• [WHAT IS ASKED]
A) Summarize the passage on the Chao-chou dog koan in two sentences.
B) Pick up the passage on the Chao-chou dog koan after its last sentence and write the paragraph that comes next.
— start of EXCERPT PROVIDED —
This koan is discussed in Part 1 of Hau Hoo's The Sound of the One Hand: 281 Zen Koans with Answers. In it, the answer of "negative", mu, is clarified as although all beings have potential Buddha-nature, beings who do not have the capacity to see it and develop it essentially do not have it. The purpose of this primary koan to a student is to free the mind from analytic thinking and into intuitive knowing. A student who understands the nature of his question would understand the importance of awareness of potential to begin developing it.

====Yoshitaka and Heine====
The Japanese scholar Iriya Yoshitaka made the following comment on the two versions of the koan:

I have held doubts for some time even with regard to the way the so-called "Chao-chou's Word No" has been previously dealt with. To the question "Does a dog have the Buddha-nature?", on the one hand Monk Chao-chou replied affirmatively, but on the other hand he replied negatively. However, Zen adherents in Japan have rendered the koan exclusively in terms of his negative response, and completely ignored the affirmative one. Moreover, it has been the custom from the outset to reject the affirmative response as superficial compared to the negative one. It seems that the Wu-men kuan is responsible for this peculiarity.
— end of EXCERPT PROVIDED —
— start of SUPPLIED INFORMATION —
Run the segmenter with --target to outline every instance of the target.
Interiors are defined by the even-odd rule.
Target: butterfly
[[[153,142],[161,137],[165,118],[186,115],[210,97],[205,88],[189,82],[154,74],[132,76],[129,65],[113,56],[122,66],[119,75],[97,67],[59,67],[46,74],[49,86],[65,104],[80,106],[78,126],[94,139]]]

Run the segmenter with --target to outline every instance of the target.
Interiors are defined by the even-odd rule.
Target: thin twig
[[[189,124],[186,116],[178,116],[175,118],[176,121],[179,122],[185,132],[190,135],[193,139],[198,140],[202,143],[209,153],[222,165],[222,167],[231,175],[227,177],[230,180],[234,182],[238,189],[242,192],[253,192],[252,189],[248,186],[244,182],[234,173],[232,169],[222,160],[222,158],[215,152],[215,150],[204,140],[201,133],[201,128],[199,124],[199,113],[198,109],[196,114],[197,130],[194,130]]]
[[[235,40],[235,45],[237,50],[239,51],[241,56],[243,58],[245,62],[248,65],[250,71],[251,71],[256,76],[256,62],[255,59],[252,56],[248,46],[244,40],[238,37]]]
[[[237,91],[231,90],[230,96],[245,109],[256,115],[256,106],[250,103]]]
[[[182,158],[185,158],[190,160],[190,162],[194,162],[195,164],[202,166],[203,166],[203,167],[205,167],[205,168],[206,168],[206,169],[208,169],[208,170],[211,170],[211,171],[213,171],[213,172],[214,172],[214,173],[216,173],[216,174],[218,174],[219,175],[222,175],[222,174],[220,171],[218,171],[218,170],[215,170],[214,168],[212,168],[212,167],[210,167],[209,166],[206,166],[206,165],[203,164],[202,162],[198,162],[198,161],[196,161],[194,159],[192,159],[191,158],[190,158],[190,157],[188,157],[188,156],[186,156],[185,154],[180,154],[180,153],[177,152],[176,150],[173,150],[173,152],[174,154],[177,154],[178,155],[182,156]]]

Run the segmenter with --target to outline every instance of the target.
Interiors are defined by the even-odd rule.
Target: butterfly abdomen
— end of SUPPLIED INFORMATION —
• [RESULTS FOR EACH TASK]
A) Hau Hoo's book explains the koan's negative answer, mu, as meaning that beings who cannot see and develop their potential Buddha-nature essentially do not have it, and it says the koan's purpose is to move a student from analytic thinking to intuitive knowing. Iriya Yoshitaka observes that Chao-chou answered the question of whether a dog has the Buddha-nature both affirmatively and negatively, yet Japanese Zen adherents have rendered the koan only through the negative answer and rejected the affirmative one as superficial, a peculiarity that seems to come from the Wu-men kuan.

B)
A similar critique has been given by Steven Heine:

The common approach espoused [...] emphasizes a particular understanding of the role of the koan based on the “head-word” or “critical phrase” method developed by the prominent twelfth century Chinese master, Daie. This approach takes the “Mu” response in a non-literal way to express a transcendental negation that becomes the topic of an intensive contemplative experience, during which any and all thoughts or uses of reason and words are to be cut off and discarded for good rather than investigated for their expressive nuances and ramifications. Yet, historical studies demonstrate quite persuasively that an overemphasis on this single approach to one version of the kōan is somewhat misleading.

==Non-dualistic meaning==

In Robert M. Pirsig's 1974 novel Zen and the Art of Motorcycle Maintenance, mu is translated as "no thing", saying that it meant "unask the question". He offered the example of a computer circuit using the binary numeral system, in effect using mu to represent high impedance:

For example, it's stated over and over again that computer circuits exhibit only two states, a voltage for "one" and a voltage for "zero." That's silly! Any computer-electronics technician knows otherwise. Try to find a voltage representing one or zero when the power is off! The circuits are in a mu state.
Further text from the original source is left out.